Task prompt: Could you set down exactly the lines that start at the one containing "Identify the thermostat" and end at the final line of the material below?

Given records:

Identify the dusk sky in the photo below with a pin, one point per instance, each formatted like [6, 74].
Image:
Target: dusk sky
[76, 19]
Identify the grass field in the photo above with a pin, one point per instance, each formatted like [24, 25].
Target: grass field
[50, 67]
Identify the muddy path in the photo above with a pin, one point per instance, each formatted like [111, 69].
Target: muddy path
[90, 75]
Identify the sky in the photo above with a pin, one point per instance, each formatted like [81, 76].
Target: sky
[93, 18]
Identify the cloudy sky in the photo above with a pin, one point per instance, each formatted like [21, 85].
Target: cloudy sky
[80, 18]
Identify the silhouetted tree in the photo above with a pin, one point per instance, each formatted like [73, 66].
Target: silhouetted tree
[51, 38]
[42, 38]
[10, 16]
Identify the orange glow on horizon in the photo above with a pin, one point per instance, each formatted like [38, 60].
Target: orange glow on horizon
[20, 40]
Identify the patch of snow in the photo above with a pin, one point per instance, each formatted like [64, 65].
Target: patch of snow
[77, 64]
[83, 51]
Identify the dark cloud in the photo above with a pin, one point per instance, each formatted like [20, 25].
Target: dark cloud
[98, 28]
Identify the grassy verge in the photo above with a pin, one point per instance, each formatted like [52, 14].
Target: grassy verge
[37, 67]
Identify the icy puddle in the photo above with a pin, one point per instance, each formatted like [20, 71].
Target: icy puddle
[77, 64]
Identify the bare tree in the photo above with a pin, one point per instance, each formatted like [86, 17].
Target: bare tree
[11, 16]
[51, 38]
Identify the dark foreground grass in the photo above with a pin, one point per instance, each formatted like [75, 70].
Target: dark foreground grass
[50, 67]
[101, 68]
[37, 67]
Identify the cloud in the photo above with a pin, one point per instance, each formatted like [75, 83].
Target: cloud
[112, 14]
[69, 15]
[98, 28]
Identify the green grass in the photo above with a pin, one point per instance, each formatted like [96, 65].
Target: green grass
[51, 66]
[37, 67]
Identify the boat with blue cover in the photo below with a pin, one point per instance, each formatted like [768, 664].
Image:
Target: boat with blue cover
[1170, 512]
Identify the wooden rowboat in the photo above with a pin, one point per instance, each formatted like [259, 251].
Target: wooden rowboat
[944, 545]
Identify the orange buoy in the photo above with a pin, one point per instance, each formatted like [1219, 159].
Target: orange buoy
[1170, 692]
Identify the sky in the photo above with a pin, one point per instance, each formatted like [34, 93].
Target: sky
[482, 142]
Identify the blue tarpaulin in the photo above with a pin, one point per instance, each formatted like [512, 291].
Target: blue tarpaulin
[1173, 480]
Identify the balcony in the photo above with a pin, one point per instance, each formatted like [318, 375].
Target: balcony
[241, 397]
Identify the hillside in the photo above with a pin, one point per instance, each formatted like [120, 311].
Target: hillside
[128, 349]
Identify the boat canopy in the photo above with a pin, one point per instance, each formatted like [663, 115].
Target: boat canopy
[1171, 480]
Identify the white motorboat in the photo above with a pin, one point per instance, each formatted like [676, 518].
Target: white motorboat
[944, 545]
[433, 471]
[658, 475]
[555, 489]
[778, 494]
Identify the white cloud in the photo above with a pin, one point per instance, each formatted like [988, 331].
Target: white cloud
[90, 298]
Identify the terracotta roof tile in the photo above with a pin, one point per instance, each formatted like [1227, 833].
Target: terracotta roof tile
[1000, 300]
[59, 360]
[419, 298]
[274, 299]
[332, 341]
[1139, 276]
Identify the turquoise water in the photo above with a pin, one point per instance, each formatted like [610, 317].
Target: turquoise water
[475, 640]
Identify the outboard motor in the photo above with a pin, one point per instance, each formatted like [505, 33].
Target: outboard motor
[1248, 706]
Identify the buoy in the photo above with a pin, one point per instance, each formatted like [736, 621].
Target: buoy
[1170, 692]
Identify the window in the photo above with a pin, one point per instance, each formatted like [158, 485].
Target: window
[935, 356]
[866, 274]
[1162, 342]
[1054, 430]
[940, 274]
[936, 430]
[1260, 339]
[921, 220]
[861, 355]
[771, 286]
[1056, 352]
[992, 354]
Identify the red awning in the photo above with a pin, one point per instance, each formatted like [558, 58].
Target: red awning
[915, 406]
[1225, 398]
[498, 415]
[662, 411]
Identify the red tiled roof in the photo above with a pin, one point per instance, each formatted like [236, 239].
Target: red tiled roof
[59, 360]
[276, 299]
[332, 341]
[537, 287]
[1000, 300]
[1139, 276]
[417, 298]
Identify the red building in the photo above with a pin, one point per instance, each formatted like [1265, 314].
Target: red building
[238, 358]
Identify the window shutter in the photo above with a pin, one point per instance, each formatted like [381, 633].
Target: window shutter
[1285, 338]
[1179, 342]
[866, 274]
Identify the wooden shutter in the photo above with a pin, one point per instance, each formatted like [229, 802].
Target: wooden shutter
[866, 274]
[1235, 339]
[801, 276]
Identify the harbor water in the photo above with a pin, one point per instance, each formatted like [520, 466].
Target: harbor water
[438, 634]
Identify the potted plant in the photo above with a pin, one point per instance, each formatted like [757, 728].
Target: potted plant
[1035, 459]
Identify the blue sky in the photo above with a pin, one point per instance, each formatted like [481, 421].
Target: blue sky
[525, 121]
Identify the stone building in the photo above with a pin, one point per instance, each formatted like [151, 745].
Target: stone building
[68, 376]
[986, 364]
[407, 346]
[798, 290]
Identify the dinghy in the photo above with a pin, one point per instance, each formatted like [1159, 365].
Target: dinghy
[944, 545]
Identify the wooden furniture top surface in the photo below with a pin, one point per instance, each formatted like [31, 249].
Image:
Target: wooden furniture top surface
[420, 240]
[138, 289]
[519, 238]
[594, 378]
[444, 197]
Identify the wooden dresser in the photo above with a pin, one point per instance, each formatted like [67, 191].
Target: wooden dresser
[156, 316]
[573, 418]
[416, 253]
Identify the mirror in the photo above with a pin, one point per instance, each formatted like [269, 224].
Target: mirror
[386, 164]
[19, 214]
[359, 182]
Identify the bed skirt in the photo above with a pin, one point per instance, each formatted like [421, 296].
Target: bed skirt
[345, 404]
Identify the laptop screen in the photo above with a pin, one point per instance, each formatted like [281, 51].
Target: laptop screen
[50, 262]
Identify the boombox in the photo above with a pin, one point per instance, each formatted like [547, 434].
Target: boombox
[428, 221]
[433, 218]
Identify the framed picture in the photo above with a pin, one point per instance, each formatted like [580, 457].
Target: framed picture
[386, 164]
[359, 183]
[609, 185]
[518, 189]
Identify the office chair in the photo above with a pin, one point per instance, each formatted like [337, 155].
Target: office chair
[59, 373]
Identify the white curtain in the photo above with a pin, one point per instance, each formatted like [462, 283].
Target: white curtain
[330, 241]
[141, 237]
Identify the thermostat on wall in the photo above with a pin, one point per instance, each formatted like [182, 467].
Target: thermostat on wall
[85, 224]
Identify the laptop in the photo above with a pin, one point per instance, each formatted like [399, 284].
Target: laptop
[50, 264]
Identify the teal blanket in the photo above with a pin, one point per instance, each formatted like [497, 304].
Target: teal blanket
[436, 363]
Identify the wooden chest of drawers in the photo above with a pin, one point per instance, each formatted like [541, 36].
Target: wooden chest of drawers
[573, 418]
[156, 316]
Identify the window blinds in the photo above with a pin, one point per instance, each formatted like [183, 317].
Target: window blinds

Written reply:
Identify the thermostat on wall in the photo above with a pin, one point per instance, each formatted like [182, 467].
Target: thermostat on wall
[85, 224]
Identify the laptop in the photo above with a pin, one point per instance, each formatted like [399, 284].
Target: laptop
[50, 264]
Identify the teal blanket in the photo above with a pin, one point per instance, each formatted like [497, 304].
Target: teal blanket
[436, 363]
Identify the wooden chest of drawers in the photo above with a pin, one point per instance, each formatted like [541, 36].
Target: wooden chest of drawers
[573, 418]
[156, 316]
Identify the window blinds in the photo above with a pin, one point per instance, each formatted like [183, 317].
Target: window blinds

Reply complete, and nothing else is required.